| What you need to do |
Pick out and copy each line in the entries below that contains the word "roof".
[start]
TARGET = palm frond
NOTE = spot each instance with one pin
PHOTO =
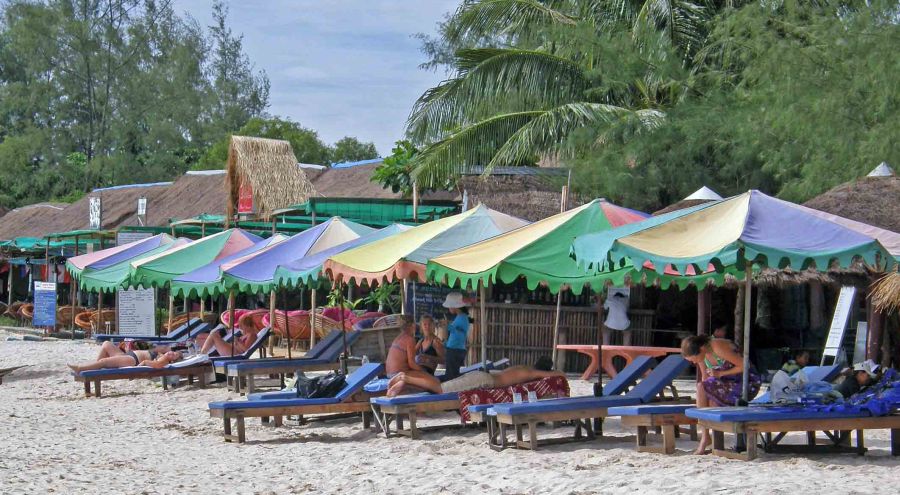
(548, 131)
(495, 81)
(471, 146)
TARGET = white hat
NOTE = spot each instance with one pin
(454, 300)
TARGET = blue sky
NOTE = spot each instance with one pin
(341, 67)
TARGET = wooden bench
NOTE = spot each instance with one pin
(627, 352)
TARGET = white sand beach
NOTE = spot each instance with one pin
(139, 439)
[end]
[start]
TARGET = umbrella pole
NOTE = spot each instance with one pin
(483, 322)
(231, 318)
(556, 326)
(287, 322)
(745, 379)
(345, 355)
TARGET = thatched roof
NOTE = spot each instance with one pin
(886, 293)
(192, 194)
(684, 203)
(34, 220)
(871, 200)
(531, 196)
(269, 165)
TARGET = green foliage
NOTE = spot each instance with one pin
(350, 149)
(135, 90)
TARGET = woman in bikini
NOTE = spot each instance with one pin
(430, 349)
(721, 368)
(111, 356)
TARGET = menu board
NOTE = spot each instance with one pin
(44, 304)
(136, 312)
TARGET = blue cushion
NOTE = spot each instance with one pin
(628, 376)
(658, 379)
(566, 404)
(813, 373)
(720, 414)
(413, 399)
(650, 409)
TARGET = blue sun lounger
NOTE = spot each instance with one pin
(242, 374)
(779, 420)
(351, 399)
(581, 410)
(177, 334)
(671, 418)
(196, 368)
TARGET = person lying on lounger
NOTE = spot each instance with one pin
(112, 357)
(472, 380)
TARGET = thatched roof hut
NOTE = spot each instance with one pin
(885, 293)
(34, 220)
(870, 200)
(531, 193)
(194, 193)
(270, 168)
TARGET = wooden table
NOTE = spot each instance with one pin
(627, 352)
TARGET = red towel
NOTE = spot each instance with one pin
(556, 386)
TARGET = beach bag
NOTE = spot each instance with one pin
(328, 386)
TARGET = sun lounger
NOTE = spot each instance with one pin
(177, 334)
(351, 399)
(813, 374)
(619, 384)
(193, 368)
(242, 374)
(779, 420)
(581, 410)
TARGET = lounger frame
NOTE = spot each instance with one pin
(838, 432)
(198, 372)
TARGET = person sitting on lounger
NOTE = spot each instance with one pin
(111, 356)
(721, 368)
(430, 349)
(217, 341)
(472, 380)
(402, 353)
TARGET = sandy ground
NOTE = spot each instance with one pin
[end]
[start]
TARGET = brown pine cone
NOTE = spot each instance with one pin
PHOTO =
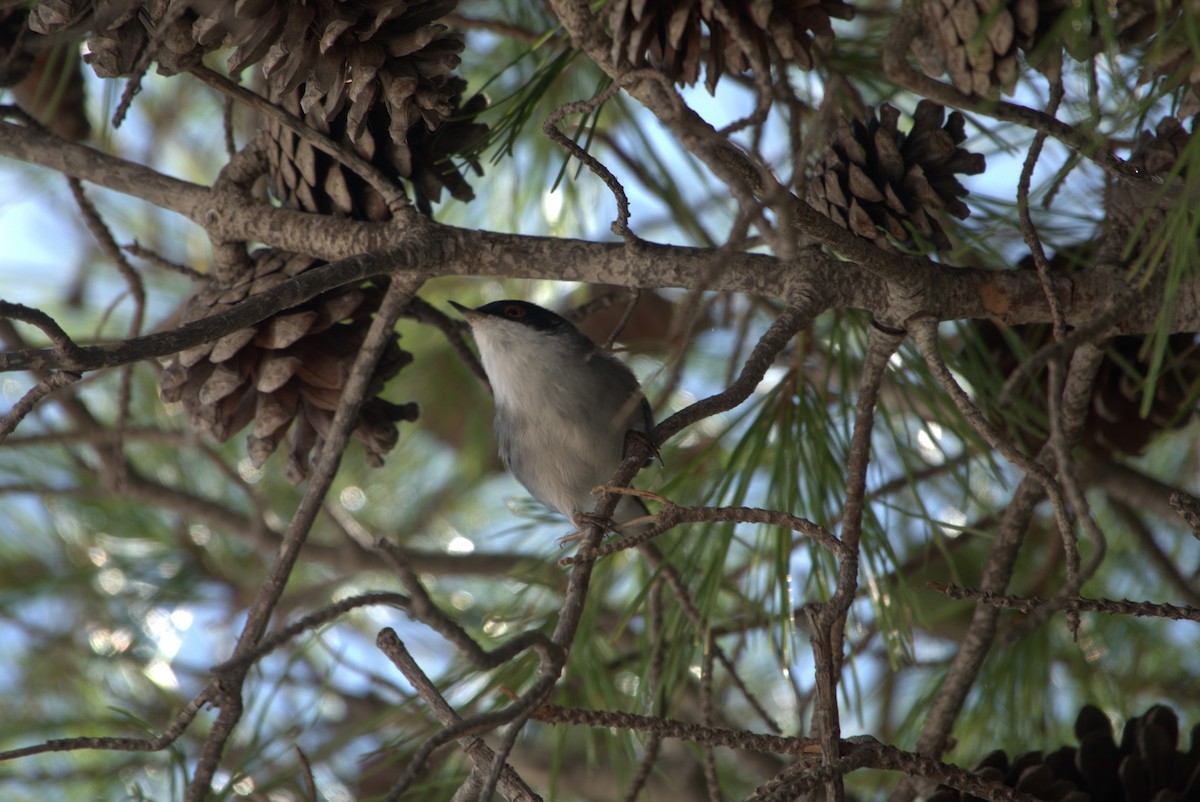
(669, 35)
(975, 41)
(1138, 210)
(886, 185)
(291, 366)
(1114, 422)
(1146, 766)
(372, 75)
[end]
| Expected answer |
TARGET = thatched roof
TARGET = thatched roof hut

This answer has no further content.